───── Data to use ─────
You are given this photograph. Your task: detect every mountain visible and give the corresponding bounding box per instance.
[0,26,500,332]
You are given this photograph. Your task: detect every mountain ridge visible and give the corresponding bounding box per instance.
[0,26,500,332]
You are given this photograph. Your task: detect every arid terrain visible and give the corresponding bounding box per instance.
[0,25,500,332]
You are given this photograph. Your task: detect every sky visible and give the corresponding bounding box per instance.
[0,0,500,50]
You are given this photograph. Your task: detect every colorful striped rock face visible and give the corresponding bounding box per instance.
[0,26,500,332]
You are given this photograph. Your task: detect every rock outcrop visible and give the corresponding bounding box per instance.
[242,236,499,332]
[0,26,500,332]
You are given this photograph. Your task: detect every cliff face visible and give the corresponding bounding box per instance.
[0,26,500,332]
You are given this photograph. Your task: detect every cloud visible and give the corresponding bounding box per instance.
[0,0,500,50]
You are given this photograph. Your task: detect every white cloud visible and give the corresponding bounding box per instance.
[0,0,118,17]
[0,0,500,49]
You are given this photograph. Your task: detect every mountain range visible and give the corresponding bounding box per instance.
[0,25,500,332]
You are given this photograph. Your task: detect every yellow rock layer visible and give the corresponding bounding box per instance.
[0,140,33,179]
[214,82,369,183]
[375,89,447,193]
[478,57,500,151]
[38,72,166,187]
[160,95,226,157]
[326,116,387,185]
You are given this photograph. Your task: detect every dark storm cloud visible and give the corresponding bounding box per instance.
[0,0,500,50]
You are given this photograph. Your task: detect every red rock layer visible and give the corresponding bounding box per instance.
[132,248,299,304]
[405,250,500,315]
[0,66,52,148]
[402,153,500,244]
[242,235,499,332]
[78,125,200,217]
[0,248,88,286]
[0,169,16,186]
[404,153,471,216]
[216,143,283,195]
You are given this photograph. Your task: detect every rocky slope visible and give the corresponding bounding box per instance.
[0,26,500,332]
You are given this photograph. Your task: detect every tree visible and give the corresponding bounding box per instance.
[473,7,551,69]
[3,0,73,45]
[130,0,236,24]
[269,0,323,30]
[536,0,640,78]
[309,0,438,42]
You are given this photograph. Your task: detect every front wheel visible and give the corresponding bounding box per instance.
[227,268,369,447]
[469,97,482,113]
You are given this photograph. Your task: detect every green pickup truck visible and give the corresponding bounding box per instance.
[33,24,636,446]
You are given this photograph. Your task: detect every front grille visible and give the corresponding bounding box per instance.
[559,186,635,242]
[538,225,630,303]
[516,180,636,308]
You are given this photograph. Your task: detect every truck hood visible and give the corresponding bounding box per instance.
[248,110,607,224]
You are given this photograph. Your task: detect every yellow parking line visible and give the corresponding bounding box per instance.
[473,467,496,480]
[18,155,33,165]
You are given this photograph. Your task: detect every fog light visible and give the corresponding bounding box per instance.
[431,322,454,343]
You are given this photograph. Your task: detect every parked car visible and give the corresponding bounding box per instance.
─────
Render each line of the material above as an item in a numbered list, omitting any blank lines.

> The result:
1. You are given this photograph. Your task: detect every mountain visible and give the corresponding bounding box per instance.
2. [0,26,500,332]
3. You are given this photograph. Your task: detect every mountain ridge visible and give the corresponding bounding box per instance.
4. [0,26,500,332]
5. You are given this photograph. Your task: detect every arid terrain visible and give the corresponding bounding box per instance.
6. [0,25,500,332]
7. You are given this photograph. Your task: detect every sky visible and give the corresponding bounding box per instance.
8. [0,0,500,50]
9. You are given this photograph. Your task: detect every colorful striped rock face visible and give the corresponding bounding box per instance.
10. [0,26,500,332]
11. You are given this photograph. Your task: detect every rock outcrop visible and give the corresponding bounding box per instance.
12. [242,236,499,332]
13. [0,26,500,332]
14. You are given this photograph. Your task: detect every cliff face visible and give the corresponding bounding box per instance.
15. [0,26,500,332]
16. You are given this photograph. Your task: detect every cloud visible and give the corresponding bounding box per instance.
17. [0,0,500,50]
18. You are given this photograph. Your task: detect every white cloud visible and give the corresponding bounding box per instance.
19. [0,0,118,17]
20. [0,0,500,49]
21. You are given this photograph. Your task: detect every mountain range visible and give the corresponding bounding box per instance.
22. [0,25,500,332]
23. You are given this photograph. Your task: detect every yellow rock layer visible and give the corresponding bounding box per instance.
24. [0,140,33,179]
25. [214,82,369,183]
26. [375,89,447,193]
27. [478,57,500,151]
28. [38,72,166,187]
29. [160,95,226,157]
30. [326,116,387,185]
31. You are given this photograph. Your task: detect every dark storm cloud visible and give the corresponding bounding box per instance.
32. [0,0,500,50]
33. You are given this photograph. Your task: detect every red rock layer visible and give the corresponding bounding box per instance.
34. [132,248,299,304]
35. [405,250,500,315]
36. [0,66,52,148]
37. [402,153,500,244]
38. [242,235,499,332]
39. [78,125,200,217]
40. [0,248,88,286]
41. [0,169,16,186]
42. [404,153,471,216]
43. [216,143,283,195]
44. You are given this photograph. Your task: detect every rocky slope visible and give the corresponding bounding box per instance.
45. [0,26,500,332]
46. You are given this photograph. Your task: detect every tree visible and give the corresponding bounding box per instance.
47. [473,7,551,69]
48. [3,0,73,45]
49. [130,0,236,24]
50. [269,0,323,30]
51. [536,0,640,78]
52. [309,0,438,42]
53. You are given this photograph. Your task: detect every front wheel visible and give the corresponding bounding box per instance.
54. [227,268,369,447]
55. [469,97,482,113]
56. You are given this photograph. Your task: detect every green pickup truck visible and give the corresponding bounding box per instance.
57. [33,24,636,446]
58. You are given this photograph. Your task: detect every front grille visible and give the corresponding bounding box per instance.
59. [559,186,635,242]
60. [538,225,630,303]
61. [516,180,636,308]
62. You are given this photograph. Your task: detect every truck hood visible and give the corresponding bounding box per instance.
63. [248,110,607,224]
64. You are given this photograph. Your task: detect every yellow parking line visible and give the corresponding bounding box per instance.
65. [473,467,496,480]
66. [18,155,33,165]
67. You are given this photograph. Your task: detect every fog light visible and give the corresponding bounding box per instance.
68. [431,322,454,343]
69. You are given this photograph. Your task: detect every parked car visible and give the corresponding bounding box per instance.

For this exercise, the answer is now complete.